The exercise -
Copy out the entries word for word, starting at the line that contains "Where can the white background" and ending at the final line of the entries, with both of those lines included.

# # # # #

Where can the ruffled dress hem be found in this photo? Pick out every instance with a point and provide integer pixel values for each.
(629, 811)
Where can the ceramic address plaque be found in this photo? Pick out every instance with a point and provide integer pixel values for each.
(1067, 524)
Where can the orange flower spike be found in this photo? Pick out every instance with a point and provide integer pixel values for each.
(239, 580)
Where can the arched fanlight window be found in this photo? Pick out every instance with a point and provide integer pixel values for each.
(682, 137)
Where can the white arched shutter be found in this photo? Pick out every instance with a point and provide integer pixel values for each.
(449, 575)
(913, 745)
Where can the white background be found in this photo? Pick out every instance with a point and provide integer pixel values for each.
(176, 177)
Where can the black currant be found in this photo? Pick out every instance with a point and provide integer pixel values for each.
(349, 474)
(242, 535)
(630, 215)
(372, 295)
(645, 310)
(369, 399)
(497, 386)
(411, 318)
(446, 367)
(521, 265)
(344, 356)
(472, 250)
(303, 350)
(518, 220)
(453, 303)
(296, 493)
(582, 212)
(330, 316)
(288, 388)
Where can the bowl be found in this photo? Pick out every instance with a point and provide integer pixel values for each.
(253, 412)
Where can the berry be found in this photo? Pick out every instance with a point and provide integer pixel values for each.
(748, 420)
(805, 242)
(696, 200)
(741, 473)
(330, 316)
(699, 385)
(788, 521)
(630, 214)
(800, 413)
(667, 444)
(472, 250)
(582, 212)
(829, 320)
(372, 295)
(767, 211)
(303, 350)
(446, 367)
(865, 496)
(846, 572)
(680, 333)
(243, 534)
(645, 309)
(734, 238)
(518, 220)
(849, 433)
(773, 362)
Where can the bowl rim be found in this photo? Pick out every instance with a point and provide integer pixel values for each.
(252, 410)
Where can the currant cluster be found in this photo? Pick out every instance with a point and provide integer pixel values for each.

# # # # #

Expected output -
Where can the white background be found in this photo? Pick out every instance with a point and provide integer pixel values for each.
(176, 177)
Where can the black currant be found in this photo? Pick out every instance with a point and provide integer pixel values for each.
(349, 474)
(242, 535)
(630, 215)
(372, 295)
(645, 310)
(369, 399)
(497, 386)
(411, 318)
(446, 367)
(521, 265)
(344, 356)
(472, 250)
(303, 350)
(518, 220)
(453, 303)
(296, 493)
(582, 212)
(330, 316)
(288, 388)
Where can the bowl be found in this photo? Pick out every instance with a point and provide integer pixel values for each.
(253, 412)
Where can the berry be found in this photo? Pick out every instance with a point and provide integer pixel values for each.
(748, 420)
(805, 242)
(696, 200)
(741, 473)
(330, 316)
(699, 385)
(788, 521)
(630, 214)
(800, 413)
(667, 444)
(472, 250)
(582, 212)
(829, 320)
(372, 295)
(767, 211)
(303, 350)
(446, 367)
(865, 496)
(846, 572)
(680, 333)
(243, 534)
(645, 309)
(734, 238)
(518, 220)
(849, 433)
(773, 362)
Where can the bowl rim be found in this photo? Pick out every instance with a point and provide integer pixel values for each.
(252, 410)
Where can the currant cluster be found in this photo? Pick out every instance with a point and provide integer pixel values for each.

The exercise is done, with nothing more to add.